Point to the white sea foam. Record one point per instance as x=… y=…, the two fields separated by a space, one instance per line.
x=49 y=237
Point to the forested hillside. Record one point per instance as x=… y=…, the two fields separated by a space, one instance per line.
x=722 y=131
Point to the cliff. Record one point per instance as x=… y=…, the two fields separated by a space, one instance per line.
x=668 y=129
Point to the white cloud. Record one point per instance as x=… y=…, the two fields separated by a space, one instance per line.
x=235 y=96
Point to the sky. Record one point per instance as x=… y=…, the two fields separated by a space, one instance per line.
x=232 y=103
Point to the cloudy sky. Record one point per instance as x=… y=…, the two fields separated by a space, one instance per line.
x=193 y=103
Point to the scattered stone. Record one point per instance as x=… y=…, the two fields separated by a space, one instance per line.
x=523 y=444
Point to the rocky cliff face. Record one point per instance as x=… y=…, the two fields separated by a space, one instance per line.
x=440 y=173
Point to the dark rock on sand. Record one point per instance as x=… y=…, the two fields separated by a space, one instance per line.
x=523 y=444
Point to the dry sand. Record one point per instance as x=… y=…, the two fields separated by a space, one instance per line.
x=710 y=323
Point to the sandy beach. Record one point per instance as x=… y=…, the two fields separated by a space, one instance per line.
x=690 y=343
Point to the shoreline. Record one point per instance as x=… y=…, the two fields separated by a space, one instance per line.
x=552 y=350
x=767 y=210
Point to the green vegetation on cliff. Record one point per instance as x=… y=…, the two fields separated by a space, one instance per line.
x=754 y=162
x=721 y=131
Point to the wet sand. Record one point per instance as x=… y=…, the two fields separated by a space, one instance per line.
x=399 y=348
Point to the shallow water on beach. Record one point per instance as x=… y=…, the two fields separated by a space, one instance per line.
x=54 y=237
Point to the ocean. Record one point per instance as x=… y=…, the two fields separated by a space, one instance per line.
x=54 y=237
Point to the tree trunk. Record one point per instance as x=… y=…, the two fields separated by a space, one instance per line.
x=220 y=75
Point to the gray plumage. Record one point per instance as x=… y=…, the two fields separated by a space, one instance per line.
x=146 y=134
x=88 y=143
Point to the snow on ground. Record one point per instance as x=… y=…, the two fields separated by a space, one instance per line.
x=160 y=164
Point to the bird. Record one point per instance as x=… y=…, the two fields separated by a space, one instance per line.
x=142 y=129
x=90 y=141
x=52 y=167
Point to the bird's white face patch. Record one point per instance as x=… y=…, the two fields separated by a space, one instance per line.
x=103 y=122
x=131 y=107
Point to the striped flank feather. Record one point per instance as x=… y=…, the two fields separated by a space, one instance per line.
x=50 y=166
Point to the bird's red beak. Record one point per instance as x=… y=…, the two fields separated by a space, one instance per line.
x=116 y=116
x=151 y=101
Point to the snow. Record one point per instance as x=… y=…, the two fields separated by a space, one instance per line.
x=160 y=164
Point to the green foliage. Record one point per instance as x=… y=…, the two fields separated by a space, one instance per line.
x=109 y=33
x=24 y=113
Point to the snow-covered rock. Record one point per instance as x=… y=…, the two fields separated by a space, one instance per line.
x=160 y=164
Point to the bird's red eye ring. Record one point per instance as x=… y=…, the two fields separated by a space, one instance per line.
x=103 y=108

::::

▶ _Set problem_: Write out the entire listing above word for word, line by line, in its original order.

▶ _Complete response_:
Point to the white sea foam. Record one point per instance as x=… y=…, the two fields separated by a space, one instance per line.
x=49 y=237
Point to the forested hillside. Record one point per instance as x=… y=…, the two fields separated by a space, one instance per line.
x=722 y=131
Point to the cliff. Record one point per instance as x=… y=…, the two fields separated by a space, one instance per line.
x=668 y=129
Point to the white cloud. Record one point per instance as x=… y=…, the two fields separated by a space, one instance per line.
x=235 y=96
Point to the sky. Record one point per instance as x=… y=…, the two fields separated by a space, one instance per line.
x=232 y=103
Point to the cloudy sky. Record one point per instance as x=… y=…, the two fields separated by a space, one instance per line.
x=193 y=103
Point to the scattered stone. Record one point per instance as x=… y=…, the two fields separated by a space, one instance per line.
x=523 y=444
Point to the rocky cliff face. Record one point per instance as x=… y=…, the two fields separated by a space, one instance per line.
x=440 y=173
Point to the dark rock on sand. Record one point per instance as x=… y=…, the two fields separated by a space, one instance per line.
x=523 y=444
Point to the dry sand. Record one point per instance as x=… y=…, the two fields separated by a space, one instance per line.
x=710 y=323
Point to the sandy beach. Record one point per instance as x=… y=…, the two fields separated by a space, one instance per line.
x=690 y=343
Point to the shoreline. Record one point per instance as x=… y=…, the two fields separated by a space, one instance per line.
x=552 y=350
x=767 y=210
Point to the green vegetation on cliff. Record one point per instance as x=… y=…, the two fields separated by a space, one instance per line.
x=754 y=162
x=721 y=131
Point to the wet sand. Record one point per instance as x=… y=…, the two fields separated by a space, one instance per line.
x=399 y=348
Point to the shallow water on beach. Record one point per instance as x=… y=…, the two fields separated by a space, one instance per line.
x=54 y=237
Point to the ocean. Record one point per instance as x=… y=…, the two fields separated by a space, one instance per line.
x=54 y=237
Point to the tree trunk. Record one point per instance as x=… y=…, the two fields separated by a space, one instance per line.
x=220 y=75
Point to the gray plumage. Record one point per instance as x=… y=…, the two fields separated by a space, one instance per line.
x=146 y=134
x=88 y=143
Point to the snow on ground. Record one point per instance as x=… y=…, the two fields separated by a space, one instance per line.
x=160 y=164
Point to the bird. Record one point per instance as x=… y=…, the two fields separated by a space, one instance per line.
x=142 y=129
x=90 y=141
x=52 y=167
Point to the bird's white face patch. Record one point per instance as x=… y=…, the two fields separated by a space, one instance per line.
x=103 y=122
x=131 y=107
Point to the striped flank feather. Record one point per instance as x=… y=…, the two fields separated by a space, one instance per line.
x=50 y=166
Point to the bird's red beak. Record one point per instance as x=… y=…, the two fields separated by a space, one instance per line.
x=116 y=116
x=151 y=101
Point to the snow. Record one point per instance as x=… y=…, the two fields separated by a space, one instance per line.
x=160 y=164
Point to the green foliage. Record one point per instance as x=… y=…, the two fields separated by a space, one instance per line.
x=109 y=33
x=24 y=113
Point to the snow-covered rock. Record one point per instance as x=… y=…, the two fields separated by a space, one instance per line.
x=160 y=164
Point to the bird's red eye ring. Record one point per instance as x=… y=…, the two fields separated by a space, one instance per line.
x=103 y=108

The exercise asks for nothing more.